[Point annotation dataset records]
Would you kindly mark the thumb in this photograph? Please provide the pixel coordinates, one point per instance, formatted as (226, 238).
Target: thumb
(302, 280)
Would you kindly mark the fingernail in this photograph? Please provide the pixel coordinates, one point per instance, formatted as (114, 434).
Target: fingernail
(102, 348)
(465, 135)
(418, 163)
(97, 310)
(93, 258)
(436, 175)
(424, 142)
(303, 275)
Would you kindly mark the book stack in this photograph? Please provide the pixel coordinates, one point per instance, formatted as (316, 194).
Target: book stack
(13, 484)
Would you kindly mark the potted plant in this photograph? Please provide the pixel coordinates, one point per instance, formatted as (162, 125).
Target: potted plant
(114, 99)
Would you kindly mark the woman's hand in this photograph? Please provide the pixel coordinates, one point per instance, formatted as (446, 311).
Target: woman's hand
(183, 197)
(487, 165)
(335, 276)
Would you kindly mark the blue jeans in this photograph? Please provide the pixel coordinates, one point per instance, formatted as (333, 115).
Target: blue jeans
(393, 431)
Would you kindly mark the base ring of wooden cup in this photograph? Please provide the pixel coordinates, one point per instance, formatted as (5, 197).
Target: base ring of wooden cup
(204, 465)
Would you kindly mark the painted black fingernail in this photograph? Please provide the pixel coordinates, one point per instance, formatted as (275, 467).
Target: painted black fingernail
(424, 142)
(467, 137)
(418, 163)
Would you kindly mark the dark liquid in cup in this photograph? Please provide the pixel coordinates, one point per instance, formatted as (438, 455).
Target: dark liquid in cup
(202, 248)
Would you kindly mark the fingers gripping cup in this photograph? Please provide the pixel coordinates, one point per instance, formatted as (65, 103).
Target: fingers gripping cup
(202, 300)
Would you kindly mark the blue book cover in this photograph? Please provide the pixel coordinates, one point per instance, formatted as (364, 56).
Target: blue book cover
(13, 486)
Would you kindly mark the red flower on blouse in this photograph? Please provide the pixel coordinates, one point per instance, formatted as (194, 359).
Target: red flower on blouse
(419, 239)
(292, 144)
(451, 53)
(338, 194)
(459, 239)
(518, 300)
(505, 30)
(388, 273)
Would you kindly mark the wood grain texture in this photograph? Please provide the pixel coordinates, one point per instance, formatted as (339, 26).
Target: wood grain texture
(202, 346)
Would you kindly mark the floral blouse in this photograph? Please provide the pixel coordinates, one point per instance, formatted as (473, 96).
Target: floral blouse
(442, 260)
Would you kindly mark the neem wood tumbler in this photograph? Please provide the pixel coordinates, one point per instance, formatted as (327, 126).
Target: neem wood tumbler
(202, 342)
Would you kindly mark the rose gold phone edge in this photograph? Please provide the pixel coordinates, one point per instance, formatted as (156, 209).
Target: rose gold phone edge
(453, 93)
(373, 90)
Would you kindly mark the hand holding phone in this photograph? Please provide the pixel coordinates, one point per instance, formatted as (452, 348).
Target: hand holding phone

● **Exercise details**
Give again only the lines starting at the one that contains "Would you kindly mark the wood" and running to the end of the data.

● **Result of this exercise**
Would you kindly mark the wood grain texture in this photograph? Please provide the pixel coordinates, one point per instance, formatted as (339, 26).
Target: wood grain texture
(202, 346)
Would you kindly mark the floral blouse in this photograph? Please provide the pixel coordinates, one point per instance, formatted as (473, 96).
Target: floral blouse
(442, 260)
Would you kindly mark the neem wood tumbler in this photograph? Please provide the pixel coordinates, one point per instance, formatted as (327, 126).
Target: neem wood tumbler
(202, 342)
Would you kindly mark the rose gold phone edge in this photograph? Please provide the pixel coordinates, one point per instance, formatted as (156, 209).
Target: rose gold phone edge
(453, 93)
(373, 90)
Would you kindly mark the hand holding phone in this photograph? Please provide the pixel coordinates, one point per instance, formatted as (452, 348).
Target: hand holding phone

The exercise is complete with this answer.